## [TASK DIRECTIONS]
Transcribe all of the material exactly.
== INPUT ==
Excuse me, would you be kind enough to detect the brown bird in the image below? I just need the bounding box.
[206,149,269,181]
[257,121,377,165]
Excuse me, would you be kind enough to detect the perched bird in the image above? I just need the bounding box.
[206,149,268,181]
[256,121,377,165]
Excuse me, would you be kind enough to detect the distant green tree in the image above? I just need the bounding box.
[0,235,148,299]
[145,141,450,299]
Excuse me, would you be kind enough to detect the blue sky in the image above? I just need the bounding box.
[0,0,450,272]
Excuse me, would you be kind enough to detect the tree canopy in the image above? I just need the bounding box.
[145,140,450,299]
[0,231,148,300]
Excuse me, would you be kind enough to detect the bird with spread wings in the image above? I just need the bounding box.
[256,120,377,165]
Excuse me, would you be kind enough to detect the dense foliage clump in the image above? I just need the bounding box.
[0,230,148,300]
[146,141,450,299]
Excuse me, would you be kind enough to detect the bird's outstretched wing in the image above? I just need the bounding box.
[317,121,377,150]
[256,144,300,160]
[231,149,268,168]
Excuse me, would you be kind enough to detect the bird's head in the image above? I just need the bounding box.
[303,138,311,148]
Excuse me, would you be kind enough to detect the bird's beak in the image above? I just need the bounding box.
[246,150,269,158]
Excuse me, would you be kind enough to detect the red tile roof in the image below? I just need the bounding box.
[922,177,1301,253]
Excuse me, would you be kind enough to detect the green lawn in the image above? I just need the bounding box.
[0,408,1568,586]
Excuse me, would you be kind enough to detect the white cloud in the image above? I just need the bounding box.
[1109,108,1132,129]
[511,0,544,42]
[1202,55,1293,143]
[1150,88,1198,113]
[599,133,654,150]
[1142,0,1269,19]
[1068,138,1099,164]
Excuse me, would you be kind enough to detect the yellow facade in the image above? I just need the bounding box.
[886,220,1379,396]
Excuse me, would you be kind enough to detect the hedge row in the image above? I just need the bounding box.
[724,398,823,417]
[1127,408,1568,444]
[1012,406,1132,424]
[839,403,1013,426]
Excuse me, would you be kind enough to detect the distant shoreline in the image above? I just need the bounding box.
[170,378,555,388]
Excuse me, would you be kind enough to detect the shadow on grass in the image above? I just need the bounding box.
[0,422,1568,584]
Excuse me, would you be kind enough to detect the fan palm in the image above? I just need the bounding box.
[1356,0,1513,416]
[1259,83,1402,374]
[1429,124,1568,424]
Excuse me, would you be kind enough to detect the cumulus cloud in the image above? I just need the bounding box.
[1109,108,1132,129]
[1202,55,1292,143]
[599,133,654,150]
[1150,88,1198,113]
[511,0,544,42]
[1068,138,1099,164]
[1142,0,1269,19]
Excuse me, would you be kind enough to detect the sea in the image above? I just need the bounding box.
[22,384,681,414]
===
## [THE OUTPUT]
Excuse me, would you be kind enough to detect the brown bird in the image below? I just need the bounding box.
[206,149,269,181]
[257,121,377,165]
Excuse me, would you be kind enough to detect the perched bird in the image above? I just need the bounding box.
[206,149,268,181]
[256,121,377,165]
Excuse me, would you be kind enough to detect the distant green tree in the image above? I just need the bounding box.
[0,235,148,299]
[145,141,450,299]
Excuse me, would you be kind enough to detect the blue sky in the image above? I just need the bounding box.
[0,0,450,272]
Excuse me, would you be kind enough to detect the tree canopy in the image above? I just need the bounding box.
[145,140,450,299]
[0,231,148,300]
Excuse me, would you be kind enough to detect the bird with spread wings in the image above? I just need the bounding box.
[256,120,377,165]
Excuse me, would you be kind enough to detect the dense foliage clump in the image above? I just need the bounding box.
[0,230,148,300]
[146,141,450,299]
Excuse me, would you be kind enough to detect the bird's outstretched wing in the image above? I just need the bounding box.
[317,121,377,150]
[256,144,300,160]
[231,149,268,168]
Excuse me, would you be kind enough to detect the bird's head in the image above? I just need the bounding box.
[303,138,311,148]
Excuse me, would you be kind enough to detect the bird's beak in the image above? I just need the bounding box.
[246,150,269,158]
Excuse me, would you be kind enough to detect the red tile roof in the image below? I just need the bounding box.
[922,177,1301,253]
Excuse me, would you be kind enough to detect the green lawn in the image above? I just need the bounding box.
[0,408,1568,586]
Excuse me, would you be kind enough to detect the white cloud in the image above? I just need the bounding box.
[1109,108,1132,129]
[511,0,544,42]
[1202,55,1293,143]
[1150,88,1198,113]
[599,133,654,150]
[1142,0,1269,19]
[1068,138,1099,164]
Excuse me, would you be kind enough to detect the yellow facade in the image above? I just need the bounding box.
[886,220,1379,396]
Excuse me, would you be kind enough to detect the hedge row in the image above? I just need the bounding box.
[724,398,823,417]
[1127,408,1568,444]
[1012,406,1132,424]
[839,403,1013,426]
Excuse me, would you be kind enough to detect the distant shoreline in the image above? I just need the bounding box.
[170,378,555,388]
Excuse me, would you be kind enough to detect the shadow on grass in the image above? I just need the bounding box.
[0,422,1568,584]
Excuse me, would you be kind enough to detect the fan palm in the image above? I just need the bounding box.
[1356,0,1513,416]
[1259,83,1402,374]
[1429,124,1568,424]
Excuse me, would you be kind enough to detect the cumulus cloud in the image above? I just need the bounding box.
[1109,108,1132,129]
[1202,55,1292,143]
[599,133,654,150]
[1150,88,1198,113]
[511,0,544,42]
[1068,138,1099,164]
[1142,0,1269,19]
Excuse me, would you be kind enough to detect the sea in the image above? I just need the bounding box.
[22,384,681,414]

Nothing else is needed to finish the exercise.